- **What is needed**
Begin at the line below that contains "of the firefighter's". Repeat it and all remaining lines of the records exactly.

- **Material for this task**
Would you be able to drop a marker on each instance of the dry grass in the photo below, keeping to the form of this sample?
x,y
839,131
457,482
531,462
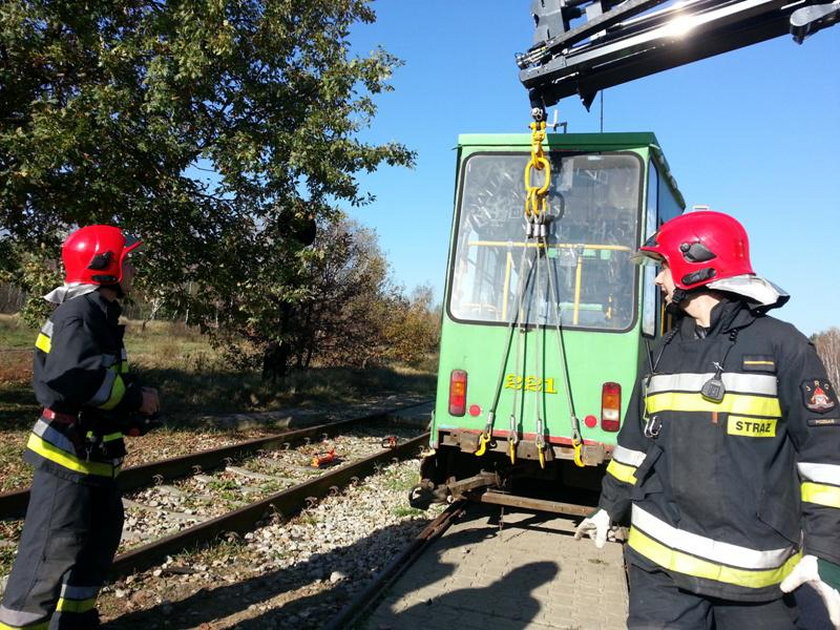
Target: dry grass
x,y
195,383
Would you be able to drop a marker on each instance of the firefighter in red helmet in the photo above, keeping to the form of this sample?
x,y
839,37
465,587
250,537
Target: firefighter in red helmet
x,y
74,519
727,468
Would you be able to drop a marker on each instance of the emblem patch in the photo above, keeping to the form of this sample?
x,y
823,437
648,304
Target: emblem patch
x,y
824,422
818,395
751,427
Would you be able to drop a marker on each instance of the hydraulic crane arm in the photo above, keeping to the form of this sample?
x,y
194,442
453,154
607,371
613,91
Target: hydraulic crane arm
x,y
619,42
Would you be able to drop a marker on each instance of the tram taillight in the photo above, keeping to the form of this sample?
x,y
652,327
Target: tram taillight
x,y
458,393
610,406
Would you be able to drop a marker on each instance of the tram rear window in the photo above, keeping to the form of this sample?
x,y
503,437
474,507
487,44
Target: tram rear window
x,y
585,276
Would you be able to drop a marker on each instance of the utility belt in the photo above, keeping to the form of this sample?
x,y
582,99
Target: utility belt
x,y
94,437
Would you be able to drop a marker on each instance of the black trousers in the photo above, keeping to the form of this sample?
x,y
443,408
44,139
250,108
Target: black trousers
x,y
70,535
657,603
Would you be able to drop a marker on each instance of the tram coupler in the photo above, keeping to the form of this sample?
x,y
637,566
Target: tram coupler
x,y
426,492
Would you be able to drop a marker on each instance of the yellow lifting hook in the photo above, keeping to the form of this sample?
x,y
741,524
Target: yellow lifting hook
x,y
535,199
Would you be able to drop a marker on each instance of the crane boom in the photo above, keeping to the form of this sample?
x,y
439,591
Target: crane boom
x,y
623,41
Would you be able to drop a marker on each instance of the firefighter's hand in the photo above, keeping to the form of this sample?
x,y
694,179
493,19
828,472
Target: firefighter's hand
x,y
151,402
824,577
596,526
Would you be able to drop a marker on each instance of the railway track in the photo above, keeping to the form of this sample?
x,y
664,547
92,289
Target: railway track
x,y
486,565
286,503
13,504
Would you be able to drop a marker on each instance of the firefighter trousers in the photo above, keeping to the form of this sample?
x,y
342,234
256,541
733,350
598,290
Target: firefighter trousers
x,y
657,603
70,535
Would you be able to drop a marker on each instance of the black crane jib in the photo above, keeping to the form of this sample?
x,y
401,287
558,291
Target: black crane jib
x,y
619,42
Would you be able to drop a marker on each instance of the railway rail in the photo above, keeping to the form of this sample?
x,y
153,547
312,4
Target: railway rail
x,y
287,502
13,504
491,566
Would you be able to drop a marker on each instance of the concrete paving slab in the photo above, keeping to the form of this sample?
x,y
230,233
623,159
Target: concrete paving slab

- **Written solution**
Would you be able to drop a marker on each instance of the firefighter's hand in the photo above, keeping to the form of this sample?
x,y
694,179
493,19
828,472
Target: firefighter's hand
x,y
151,402
824,577
596,526
Would you be able to drop a marker on each instance of the railway track in the photo above, keeping to the form of this sample?
x,y
664,547
92,289
Target: railway track
x,y
486,565
286,503
13,504
Would you be able to drop a marker on each instance of the firefighter trousers in the photo above, keeping to the form of this sample?
x,y
342,234
256,541
733,350
598,290
Target: firefighter trousers
x,y
657,603
70,535
Would you be able to drop a marker on each instance of the black crane jib in the photo above, keeping to the form of this sample?
x,y
401,287
558,291
Target: black crane jib
x,y
619,42
Would you be able to drop a marker on each instance of the railway rail in the photo above, keeping to the form of this sample?
x,y
153,547
312,4
Target: railway rail
x,y
287,502
13,504
491,566
Would you be able to drop a marker on each instance of the concrete paving slab in the photo above, keeping to the form of this sample?
x,y
230,233
623,159
Target: concrete paving slab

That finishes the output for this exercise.